*** Begin section ***
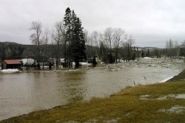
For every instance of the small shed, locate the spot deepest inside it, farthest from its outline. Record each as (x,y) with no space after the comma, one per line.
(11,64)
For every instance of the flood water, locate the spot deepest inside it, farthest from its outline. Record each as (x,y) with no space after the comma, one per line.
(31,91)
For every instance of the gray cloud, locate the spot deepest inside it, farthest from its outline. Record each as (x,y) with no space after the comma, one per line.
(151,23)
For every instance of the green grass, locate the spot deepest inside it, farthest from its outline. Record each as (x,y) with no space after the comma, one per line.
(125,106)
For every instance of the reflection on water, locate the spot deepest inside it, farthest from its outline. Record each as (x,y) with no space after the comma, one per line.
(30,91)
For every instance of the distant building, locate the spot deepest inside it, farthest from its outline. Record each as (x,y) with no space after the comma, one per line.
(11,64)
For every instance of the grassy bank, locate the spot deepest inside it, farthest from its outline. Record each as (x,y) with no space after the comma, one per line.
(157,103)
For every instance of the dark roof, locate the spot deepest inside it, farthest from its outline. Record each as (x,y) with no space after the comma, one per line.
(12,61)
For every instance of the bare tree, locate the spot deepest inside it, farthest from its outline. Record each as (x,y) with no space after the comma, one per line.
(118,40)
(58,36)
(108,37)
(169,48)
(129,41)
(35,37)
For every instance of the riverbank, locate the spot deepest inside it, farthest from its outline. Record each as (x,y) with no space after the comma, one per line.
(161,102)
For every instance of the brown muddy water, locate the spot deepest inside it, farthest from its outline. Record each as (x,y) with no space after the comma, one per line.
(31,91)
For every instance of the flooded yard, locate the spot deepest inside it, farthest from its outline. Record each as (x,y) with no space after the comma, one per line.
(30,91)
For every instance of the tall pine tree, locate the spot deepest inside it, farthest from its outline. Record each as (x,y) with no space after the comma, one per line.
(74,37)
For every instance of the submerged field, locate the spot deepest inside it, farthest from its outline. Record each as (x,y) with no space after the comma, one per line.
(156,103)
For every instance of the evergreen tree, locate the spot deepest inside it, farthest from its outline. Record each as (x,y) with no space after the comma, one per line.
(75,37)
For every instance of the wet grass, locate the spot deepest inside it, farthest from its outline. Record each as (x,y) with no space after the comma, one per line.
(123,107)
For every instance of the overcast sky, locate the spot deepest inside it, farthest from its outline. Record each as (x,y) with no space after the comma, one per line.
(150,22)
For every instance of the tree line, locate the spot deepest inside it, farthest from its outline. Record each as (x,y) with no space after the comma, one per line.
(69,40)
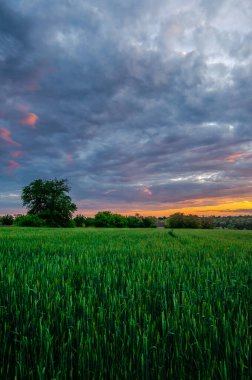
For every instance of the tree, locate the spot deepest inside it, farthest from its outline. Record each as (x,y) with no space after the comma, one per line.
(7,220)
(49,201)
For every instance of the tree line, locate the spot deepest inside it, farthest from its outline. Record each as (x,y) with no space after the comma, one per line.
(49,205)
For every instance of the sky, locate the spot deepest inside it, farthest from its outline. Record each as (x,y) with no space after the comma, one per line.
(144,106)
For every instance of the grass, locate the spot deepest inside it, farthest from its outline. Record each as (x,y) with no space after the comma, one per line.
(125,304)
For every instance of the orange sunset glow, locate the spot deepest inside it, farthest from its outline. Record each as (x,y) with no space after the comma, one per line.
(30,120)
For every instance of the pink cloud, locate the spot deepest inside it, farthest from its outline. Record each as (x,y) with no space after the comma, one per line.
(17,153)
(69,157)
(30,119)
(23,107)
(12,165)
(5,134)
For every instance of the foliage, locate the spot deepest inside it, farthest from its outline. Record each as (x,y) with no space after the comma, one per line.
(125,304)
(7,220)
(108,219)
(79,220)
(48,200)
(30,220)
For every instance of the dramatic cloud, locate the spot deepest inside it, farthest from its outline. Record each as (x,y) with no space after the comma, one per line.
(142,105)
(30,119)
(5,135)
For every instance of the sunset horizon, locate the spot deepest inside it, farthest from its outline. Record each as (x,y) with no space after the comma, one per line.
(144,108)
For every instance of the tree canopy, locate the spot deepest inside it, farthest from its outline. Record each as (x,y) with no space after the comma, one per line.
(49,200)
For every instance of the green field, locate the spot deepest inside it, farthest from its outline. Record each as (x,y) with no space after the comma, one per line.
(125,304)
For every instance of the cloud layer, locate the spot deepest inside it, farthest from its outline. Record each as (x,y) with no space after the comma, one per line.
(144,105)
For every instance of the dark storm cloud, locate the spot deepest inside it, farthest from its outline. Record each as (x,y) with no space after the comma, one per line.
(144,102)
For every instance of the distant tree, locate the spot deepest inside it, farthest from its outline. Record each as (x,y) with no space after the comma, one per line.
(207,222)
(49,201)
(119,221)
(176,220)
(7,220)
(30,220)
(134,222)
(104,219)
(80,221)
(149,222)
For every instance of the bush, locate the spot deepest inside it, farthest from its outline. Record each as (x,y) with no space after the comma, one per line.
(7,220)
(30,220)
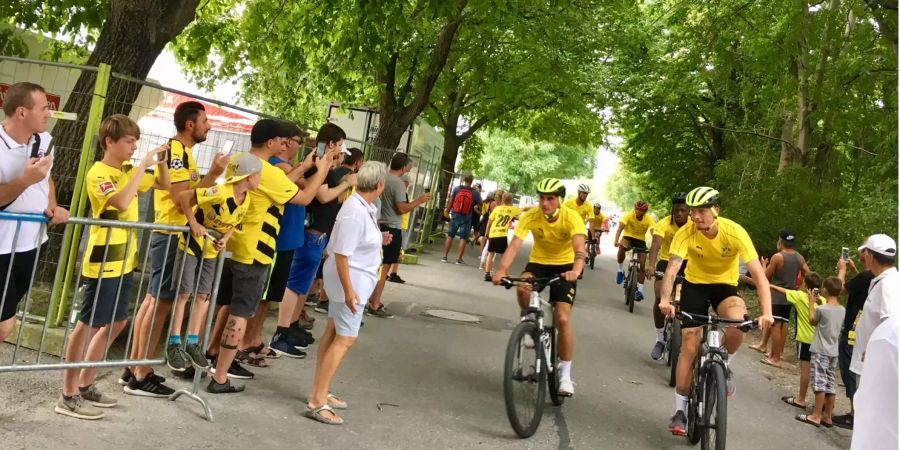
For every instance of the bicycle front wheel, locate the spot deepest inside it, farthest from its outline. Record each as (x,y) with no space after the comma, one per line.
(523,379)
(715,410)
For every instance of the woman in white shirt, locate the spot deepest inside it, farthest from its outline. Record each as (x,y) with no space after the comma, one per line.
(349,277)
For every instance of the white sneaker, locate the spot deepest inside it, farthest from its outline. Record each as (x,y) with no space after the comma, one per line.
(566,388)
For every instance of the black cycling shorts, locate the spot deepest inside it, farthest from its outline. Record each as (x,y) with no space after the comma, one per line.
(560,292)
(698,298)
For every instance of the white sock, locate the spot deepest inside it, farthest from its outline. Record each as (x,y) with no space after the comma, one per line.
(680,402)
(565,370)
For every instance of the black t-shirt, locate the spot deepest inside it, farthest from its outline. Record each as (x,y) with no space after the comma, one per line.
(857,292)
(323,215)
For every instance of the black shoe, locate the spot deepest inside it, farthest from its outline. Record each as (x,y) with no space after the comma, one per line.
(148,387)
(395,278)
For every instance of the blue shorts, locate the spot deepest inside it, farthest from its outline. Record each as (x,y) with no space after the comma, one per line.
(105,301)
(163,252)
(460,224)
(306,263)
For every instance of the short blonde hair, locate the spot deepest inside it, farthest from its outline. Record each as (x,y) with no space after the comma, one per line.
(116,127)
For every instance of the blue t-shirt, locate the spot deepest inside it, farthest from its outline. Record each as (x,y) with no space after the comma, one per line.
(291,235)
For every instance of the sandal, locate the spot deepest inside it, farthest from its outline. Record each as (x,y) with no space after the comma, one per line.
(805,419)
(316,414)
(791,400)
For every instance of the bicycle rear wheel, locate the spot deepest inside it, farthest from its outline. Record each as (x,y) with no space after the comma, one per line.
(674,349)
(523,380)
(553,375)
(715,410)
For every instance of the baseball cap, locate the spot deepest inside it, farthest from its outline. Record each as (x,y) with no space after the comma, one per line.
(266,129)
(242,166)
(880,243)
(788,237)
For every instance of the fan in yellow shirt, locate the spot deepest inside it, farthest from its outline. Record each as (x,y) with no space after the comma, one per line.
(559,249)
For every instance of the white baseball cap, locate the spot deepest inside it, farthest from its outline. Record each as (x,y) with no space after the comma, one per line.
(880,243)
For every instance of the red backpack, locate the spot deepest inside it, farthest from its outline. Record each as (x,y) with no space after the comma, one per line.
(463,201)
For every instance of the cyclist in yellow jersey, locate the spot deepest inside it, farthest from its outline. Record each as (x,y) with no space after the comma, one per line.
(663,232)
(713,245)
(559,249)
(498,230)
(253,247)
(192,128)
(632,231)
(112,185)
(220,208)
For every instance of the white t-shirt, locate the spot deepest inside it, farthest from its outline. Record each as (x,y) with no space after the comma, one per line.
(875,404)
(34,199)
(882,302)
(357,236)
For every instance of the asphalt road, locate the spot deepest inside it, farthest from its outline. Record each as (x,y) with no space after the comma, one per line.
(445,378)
*** End section ***
Exercise prompt:
Could you repeat all of the entries exactly, without any of the images?

Task result:
For every instance of the small shed, locate the spot deepest inside it, farthest from its outline. Record each as (x,y) with no space after the comma, one per line.
(11,64)
For every instance of the flood water, locate the spot deepest inside it, farthest from its outline. Record each as (x,y) with no space after the comma, one per line.
(31,91)
For every instance of the gray cloud, locate the spot deepest inside it, farthest from its outline. Record each as (x,y) with no space after the comma, one per line.
(151,23)
For every instance of the green grass, locate the spot deepest inside it, farthest from its outline. Record each as (x,y) with no space after the comma, one per line.
(125,106)
For every instance of the reflection on water, locate the spot deepest inside it, farthest from its outline. Record each as (x,y) with no space after the comma, one per line.
(30,91)
For every instance of the distant building, locate the spot deepest inside it, farthest from its outline. Record each as (x,y) with no space after the comma, one per line.
(11,64)
For every instance of the grassy bank, locate the spot deepest inside it, farthest from its outline. Record each as (x,y) with no space after the comma, one per line.
(157,103)
For every instance of the dark roof, locate the spot deepest inside it, farthest from its outline. Record each as (x,y) with no space after the comma, one per line.
(12,61)
For every instance of the bare tree, locate the spot deepest inside it, farthest from its outline. Record each as (x,y) with no space after the comma, one per line.
(118,40)
(58,36)
(108,37)
(169,48)
(129,41)
(35,37)
For every instance of the riverbank, locate the spot deepest inside it, farthest from its outline. Record each as (x,y) with no space after the comma, one per line.
(161,102)
For every instance of the brown muddy water, locate the spot deepest inside it, farthest from its outline. Record each as (x,y) with no space after the comma, one per line.
(31,91)
For every instance of the flooded yard, locate the spot deepest inside it, farthest from its outline. Record each as (x,y) with no space after the comma, one per line.
(30,91)
For every instance of the tall pine tree, locate the spot deepest inside it, farthest from its outline. Record each as (x,y) with no space after the comma, one per line.
(74,37)
For every instance of the submerged field, locate the spot deepest inside it, farthest from its outline. Record each as (x,y) with no space after the comma, one per line.
(156,103)
For every instance of the evergreen tree, locate the spot deepest inside it, farthest from its outline. Record each as (x,y) with no space after the comma, one per line.
(75,37)
For every instance of the wet grass, locate the spot deepest inside it, farthest from its outline. Record each as (x,y) with no space after the comma, one per line.
(123,107)
For every instance of the overcast sky, locate the spot deepest inside it, farthest from its outline. Record each as (x,y) with no space after the comma, one per line.
(150,22)
For every instance of the tree line, locate the spot deepest inside it, farthest from its outline. Record each as (x,y) with no space after the comma, one per line.
(69,40)
For every instance of the tree, locate the spot deepest inside it, farthest from its outline. Record each as (x,y) with no space after the comma, one per line.
(7,220)
(49,201)
For every instance of the tree line, locate the spot deepest inside it, farthest from its outline. Record each as (x,y) with no space after the comma, one per line.
(49,205)
For every instance of the sky, locate the spot deepest inside it, farthest from its outline. Record each as (x,y) with no space after the comma, one per line.
(144,106)
For every instance of the grass, locate the spot deepest inside it, farthest from its outline. Record each as (x,y) with no space after the comma, one per line.
(125,304)
For every instance of the orange sunset glow, locate the spot deepest inside it, farthest from its outline. Record each as (x,y) with no space after the comma, one per line.
(30,120)
For every instance of the pink cloud, locate the spot deepest inside it, farthest from its outline. Record each as (x,y) with no space after the comma, one per line.
(17,153)
(69,157)
(30,119)
(23,107)
(12,165)
(5,134)
For every instance of the foliage, locate the spot deepest inside it, farthest from its outline. Record each as (x,y) with no space after the comma, one per line.
(125,304)
(7,220)
(108,219)
(79,220)
(48,200)
(30,220)
For every instance of the dramatic cloud, locate the spot deepest inside it, farthest from its outline. Record each as (x,y) with no space after the comma, one per line.
(142,105)
(30,119)
(5,135)
For every instance of the sunset horizon, locate the spot deepest inside it, farthest from its outline. Record each as (x,y) with no space after the comma, one per line.
(144,108)
For every instance of the tree canopy, locate the spot deepest inside it, farthest from its outline. Record each as (x,y) with no space after the comma, one per line.
(49,200)
For every instance of the green field, locate the spot deepest inside it, farthest from its outline. Record each as (x,y) with no space after the comma, one per line.
(125,304)
For every instance of the cloud layer, locate the spot deepest inside it, farthest from its outline. Record each as (x,y) with no space after the comma, one per line.
(144,105)
For every instance of the dark storm cloud, locate the spot deepest inside it, farthest from its outline. Record each as (x,y) with no space after the comma, one per line.
(144,102)
For every instance of the distant tree, locate the spot deepest inside it, farthest from its outline. Record each as (x,y) with no space after the comma, one per line.
(207,222)
(49,201)
(119,221)
(176,220)
(7,220)
(30,220)
(134,222)
(104,219)
(80,221)
(149,222)
For every instance of the bush, locate the spot deepest inside it, farthest from its outline. Record each as (x,y) with no space after the comma, one per line.
(7,220)
(30,220)
For every instance of the bicycle front wheel, locate the spot deepest inside it, farthest from its outline. Record each as (x,y) with no space after the comma, one per line.
(523,379)
(715,410)
For every instance of the woman in white shirt, locate the spot deepest inside it, farthest from its outline. Record each as (x,y) with no space after the comma, one per line.
(349,277)
For every instance of the white sneaker, locate the spot deepest inside it, farthest from its outline. Record each as (x,y) with no space after the comma, one per line.
(566,388)
For every instance of the black cycling shorts, locate the spot deepest inside it, farthest from its outline. Record each as (x,y) with no space after the comma, one per line.
(560,292)
(698,298)
For every instance of the white sock, locate the spot deepest inside it, farthest from its outline. Record each as (x,y) with no space after the comma, one per line.
(680,402)
(565,370)
For every instance of the black t-shirt, locate the spot deepest inside it, farthest from its outline. Record each as (x,y) with no space after the comma, one per line.
(857,292)
(323,215)
For every instance of the black shoe, locate the spot deepest inside it, farthest from its outline. Record each as (x,y) with no space after the comma, one per line.
(148,387)
(395,278)
For every instance of the blue shorts, locate the spot deepest inside it, farthest from its outline. Record each as (x,y) with no space after the comma, one per line.
(105,301)
(163,252)
(460,224)
(306,263)
For every instance of the short blonde hair, locate the spot deepest inside it, farthest from its outline. Record each as (x,y) with no space after the comma, one per line.
(116,127)
For every instance of the blue t-shirt, locate the spot deepest inside it, farthest from its outline. Record each as (x,y) with no space after the comma, one per line.
(291,235)
For every instance of the sandal, locate the spot deepest inside it, farthest from its outline. Record each as (x,y) with no space after the comma, one per line.
(805,419)
(316,414)
(791,400)
For every instance of the bicycle rear wheel, locate the spot deepest inside it, farthest from its outline. Record each as (x,y) with no space after the comma, one per line.
(674,349)
(523,380)
(553,375)
(715,410)
For every instance of the baseball cap, locate the spot deepest inside it, farthest from its outline. Record each as (x,y) with no space after the comma, one per line.
(266,129)
(242,166)
(880,243)
(788,237)
For every instance of the fan in yellow shirt, locate the spot deepest inside it, farthest from its outline. Record each as (x,y) with no space after the comma, one per line.
(559,249)
For every instance of the white baseball cap, locate the spot deepest inside it, farthest from its outline. Record each as (x,y) with no space after the comma, one per line.
(880,243)
For every instance of the red backpack, locate the spot deepest inside it, farthest from its outline. Record each as (x,y) with no space after the comma, one per line.
(463,201)
For every instance of the cyclist in yellow jersey, locate the spot deepest inside it, farthest from its outline. Record each as (x,y) with no space after the comma, one per line.
(663,232)
(713,245)
(559,249)
(498,230)
(253,247)
(192,128)
(632,231)
(112,185)
(220,208)
For every instance of the white t-shirt, locate the spot deepest inside it, farthest from its outline. Record each as (x,y) with no space after the comma, one per line.
(875,404)
(34,199)
(882,302)
(357,236)
For every instance of the asphalt road, locate the spot deepest inside it, farthest from its outline. Record each as (x,y) with no space after the comma, one per line.
(445,378)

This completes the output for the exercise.